BEGIN Entries supplied
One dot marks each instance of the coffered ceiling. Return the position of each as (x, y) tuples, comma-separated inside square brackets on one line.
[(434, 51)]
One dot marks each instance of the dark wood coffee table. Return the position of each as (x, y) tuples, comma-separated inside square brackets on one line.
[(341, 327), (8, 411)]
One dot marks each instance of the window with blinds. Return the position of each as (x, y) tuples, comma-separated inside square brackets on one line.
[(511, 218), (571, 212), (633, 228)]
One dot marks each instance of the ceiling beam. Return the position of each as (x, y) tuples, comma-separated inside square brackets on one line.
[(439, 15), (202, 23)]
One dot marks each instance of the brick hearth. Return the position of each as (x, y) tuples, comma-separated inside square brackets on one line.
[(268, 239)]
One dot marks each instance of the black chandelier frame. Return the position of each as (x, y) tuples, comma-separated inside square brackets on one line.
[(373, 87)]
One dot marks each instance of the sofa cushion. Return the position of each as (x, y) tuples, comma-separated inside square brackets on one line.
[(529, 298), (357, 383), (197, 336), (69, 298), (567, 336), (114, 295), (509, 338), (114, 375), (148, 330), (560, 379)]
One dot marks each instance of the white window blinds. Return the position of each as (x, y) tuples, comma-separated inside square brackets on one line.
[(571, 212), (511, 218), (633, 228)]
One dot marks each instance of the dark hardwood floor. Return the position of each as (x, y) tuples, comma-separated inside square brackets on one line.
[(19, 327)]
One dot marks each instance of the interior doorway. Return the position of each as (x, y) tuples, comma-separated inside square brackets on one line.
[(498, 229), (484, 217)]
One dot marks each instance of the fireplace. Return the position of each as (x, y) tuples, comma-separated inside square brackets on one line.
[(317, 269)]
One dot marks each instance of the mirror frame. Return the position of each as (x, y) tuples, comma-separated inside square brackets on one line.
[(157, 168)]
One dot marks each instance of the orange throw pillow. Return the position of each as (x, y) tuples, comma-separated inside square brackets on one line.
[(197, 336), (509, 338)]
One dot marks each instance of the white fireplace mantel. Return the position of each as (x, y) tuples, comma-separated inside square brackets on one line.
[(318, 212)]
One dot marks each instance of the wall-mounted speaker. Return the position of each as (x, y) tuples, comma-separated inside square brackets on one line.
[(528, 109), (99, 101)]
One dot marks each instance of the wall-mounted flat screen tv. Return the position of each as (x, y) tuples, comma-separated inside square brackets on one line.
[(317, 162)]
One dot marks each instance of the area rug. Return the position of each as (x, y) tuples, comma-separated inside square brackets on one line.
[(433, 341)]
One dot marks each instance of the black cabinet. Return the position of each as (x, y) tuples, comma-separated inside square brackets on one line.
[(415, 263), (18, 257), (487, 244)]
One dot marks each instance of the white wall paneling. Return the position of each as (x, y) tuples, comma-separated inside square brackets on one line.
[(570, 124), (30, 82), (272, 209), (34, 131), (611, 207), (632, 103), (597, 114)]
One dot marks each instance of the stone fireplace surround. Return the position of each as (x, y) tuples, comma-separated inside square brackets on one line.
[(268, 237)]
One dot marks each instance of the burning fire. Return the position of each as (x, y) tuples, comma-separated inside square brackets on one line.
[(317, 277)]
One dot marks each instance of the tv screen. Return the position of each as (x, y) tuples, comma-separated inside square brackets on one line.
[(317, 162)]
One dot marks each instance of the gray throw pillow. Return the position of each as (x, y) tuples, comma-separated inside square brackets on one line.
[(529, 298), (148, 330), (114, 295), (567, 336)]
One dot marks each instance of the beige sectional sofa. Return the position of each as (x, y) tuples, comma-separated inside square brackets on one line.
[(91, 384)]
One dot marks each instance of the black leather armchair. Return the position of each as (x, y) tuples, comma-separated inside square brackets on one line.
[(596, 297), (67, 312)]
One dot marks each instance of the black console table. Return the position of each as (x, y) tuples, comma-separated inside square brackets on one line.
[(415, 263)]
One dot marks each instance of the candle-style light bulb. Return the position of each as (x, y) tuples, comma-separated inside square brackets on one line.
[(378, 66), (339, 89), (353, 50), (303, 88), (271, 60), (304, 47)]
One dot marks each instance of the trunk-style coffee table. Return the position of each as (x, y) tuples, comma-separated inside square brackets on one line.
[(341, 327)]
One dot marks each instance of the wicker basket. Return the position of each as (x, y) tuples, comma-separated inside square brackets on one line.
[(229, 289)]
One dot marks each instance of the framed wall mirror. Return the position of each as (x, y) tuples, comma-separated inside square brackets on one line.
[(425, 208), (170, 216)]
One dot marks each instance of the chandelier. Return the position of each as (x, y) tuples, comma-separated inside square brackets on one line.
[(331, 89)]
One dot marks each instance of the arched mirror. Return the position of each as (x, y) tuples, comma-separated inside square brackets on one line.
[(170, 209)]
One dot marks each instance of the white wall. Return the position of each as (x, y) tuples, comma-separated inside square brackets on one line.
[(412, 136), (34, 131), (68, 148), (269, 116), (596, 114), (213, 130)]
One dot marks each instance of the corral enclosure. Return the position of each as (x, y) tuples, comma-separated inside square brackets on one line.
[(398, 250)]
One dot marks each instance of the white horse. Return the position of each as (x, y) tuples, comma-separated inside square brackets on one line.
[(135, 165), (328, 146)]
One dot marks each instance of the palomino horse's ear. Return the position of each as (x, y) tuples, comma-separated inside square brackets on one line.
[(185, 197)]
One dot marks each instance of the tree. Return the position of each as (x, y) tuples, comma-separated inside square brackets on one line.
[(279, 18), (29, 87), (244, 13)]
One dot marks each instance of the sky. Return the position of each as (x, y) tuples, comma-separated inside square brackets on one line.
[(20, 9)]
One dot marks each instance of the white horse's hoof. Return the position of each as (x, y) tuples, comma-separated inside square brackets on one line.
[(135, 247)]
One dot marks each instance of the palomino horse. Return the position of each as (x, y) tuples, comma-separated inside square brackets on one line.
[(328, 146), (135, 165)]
END Entries supplied
What this task involves: Could you retype all of the entries, leaving every character unchanged?

Solution below:
One dot marks each instance of the coffered ceiling. Return the position of each as (x, y) tuples, comma-separated inside square brackets on one line.
[(434, 51)]
One dot marks each instance of the dark wood coffee table. Return the position of each as (x, y) tuples, comma-separated inside square brackets on one line.
[(341, 327), (8, 411)]
One dot marks each instance of the window with blinds. Return the position of each as (x, y) tuples, comma-separated inside square brackets on one line.
[(511, 218), (571, 212), (633, 228)]
One dot marks each instance of the ceiling beam. Return the position of each as (x, y) tuples, comma-separated inside square brackets on one line.
[(439, 15), (202, 23)]
One dot marks each instance of the brick hearth. Return the position of each as (x, y) tuples, comma-separated inside square brackets on one line.
[(268, 239)]
One dot marks each instance of the black chandelier frame. Return the position of each as (x, y) tuples, comma-separated inside square brackets on one line.
[(373, 87)]
One dot marks each instance of the sofa cushion. Return the position of each as (x, y) tuples, comma-separated inside square brackets on one line.
[(529, 298), (357, 383), (197, 336), (69, 298), (567, 336), (114, 295), (509, 338), (114, 375), (148, 330), (560, 379)]
One dot marks each instance of the white window blinds. Return the position of each as (x, y) tuples, comma-separated inside square brackets on one line.
[(571, 212), (511, 218), (633, 228)]
One dot marks each instance of the dark hardwood floor. Return the position of each as (x, y) tuples, comma-separated inside square brackets on one line.
[(19, 327)]
One dot marks each instance of the interior doorway. Return the position of each as (x, y) tuples, comma-separated inside square brackets on one line.
[(498, 229), (484, 217)]
One dot marks each instance of the fireplace. Return the position of each as (x, y) tuples, comma-separated inside square brackets on one line.
[(317, 269)]
One dot marks each instance of the mirror frame. Return the position of each as (x, y) tuples, comma-separated inside square brackets on one line.
[(157, 168)]
One dot marks each instance of the orange throw pillow. Return the position of each as (x, y) tuples, comma-separated inside square brackets on one line.
[(197, 336), (509, 338)]
One dot marks each instance of the white fireplace mantel. Return the position of each as (x, y) tuples, comma-separated inside square brackets on one line.
[(318, 212)]
One dot marks each instance of the wall-mounted speaker. Return the position of each as (x, y) tuples, comma-separated inside square brackets on one line.
[(528, 109), (99, 101)]
One dot marks each instance of the wall-mounted flat screen tv. Return the position of each as (x, y) tuples, comma-separated inside square brackets on one line.
[(317, 162)]
One dot marks each instance of the area rug. Return the position of each as (x, y) tuples, comma-separated inside square brackets on one line.
[(433, 341)]
One dot marks each instance of the black cabinet. Return the position of each as (x, y) tuples, comma-separated inside square brackets on one line.
[(415, 263), (18, 257), (487, 244)]
One dot marks each instance of the white wall paneling. Return the position of each as (x, y) tuples, comma-separated inside square brackets on one line.
[(570, 124), (30, 82), (272, 209), (34, 131), (611, 207), (632, 103), (597, 114)]
One dot marks each instance of the stone fireplace surround. Return the position of each as (x, y) tuples, comma-separated inside square brackets on one line.
[(268, 237)]
One dot marks each instance of the burning fire. Return the position of each as (x, y) tuples, comma-separated inside square brackets on one line.
[(317, 277)]
One dot marks each instance of the tv screen. Return the position of each as (x, y) tuples, comma-separated inside square brackets on one line.
[(317, 162)]
One dot marks each instance of the gray throw pillow. Return the position of each as (x, y) tuples, comma-separated inside square brackets on one line.
[(529, 298), (148, 330), (114, 295), (567, 336)]
One dot marks each instance of the beige sectional sofa. Return the position of each as (x, y) tuples, comma-separated inside square brackets on one line.
[(91, 384)]
One dot marks each instance of the black leather armchair. Return the position of each as (x, y) tuples, comma-separated inside square brackets on one line.
[(596, 297), (67, 312)]
One dot marks each instance of the black console table. Return the position of each as (x, y) tuples, comma-separated inside square brackets on one line.
[(415, 263)]
One dot marks each instance of the candle-style light bulb. Return the position of each as (x, y) tuples, comma-separated inside square brackets on one line.
[(378, 66), (339, 89), (353, 50), (303, 88), (271, 60), (304, 47)]
One dot marks each instance of the trunk-style coffee table. Return the position of each as (x, y) tuples, comma-separated inside square brackets on one line.
[(341, 327)]
One dot marks each instance of the wicker basket. Return the position of each as (x, y) tuples, comma-separated inside square brackets on one line.
[(229, 289)]
One dot marks each instance of the framed wall mirror. Return the position of each as (x, y) tuples, comma-separated inside square brackets on one line.
[(425, 208), (170, 216)]
One dot marks each instance of the chandelier. Return the position of each as (x, y) tuples, comma-separated inside square brackets on one line.
[(331, 89)]
One dot marks each instance of the arched mirror. Return the position of each as (x, y) tuples, comma-separated inside square brackets on one line.
[(170, 209)]
One dot marks each instance of the white wall. Return the position of each as (x, y) tuples, comma-separated inside square brackets on one line.
[(412, 136), (34, 131), (68, 148), (269, 116), (596, 114), (213, 130)]
One dot marks each instance of the corral enclosure. Return the position of each as (x, y) tuples, comma-separated inside square brackets on one line.
[(398, 250)]
One dot marks each instance of the white horse. Return the position of each as (x, y) tuples, comma-separated inside square brackets on one line.
[(135, 165), (328, 146)]
One dot marks each instance of the palomino horse's ear. Return the position of each as (x, y) tuples, comma-separated inside square brackets on one line.
[(185, 197)]
One dot marks each instance of the tree. Return the position of each as (x, y) tuples, comma-separated inside square brackets on one line.
[(279, 18), (29, 87), (244, 13)]
One dot marks each instance of the sky. Return the position of each as (x, y) tuples, comma-separated inside square brackets on one line.
[(20, 9)]
One dot marks each instance of the white horse's hoof. Return the position of each as (x, y) tuples, comma-separated inside square brackets on one line.
[(135, 247)]
One dot marks each instance of the palomino horse. Return the position of each as (x, y) tuples, comma-separated inside square brackets on one line.
[(328, 146), (135, 165)]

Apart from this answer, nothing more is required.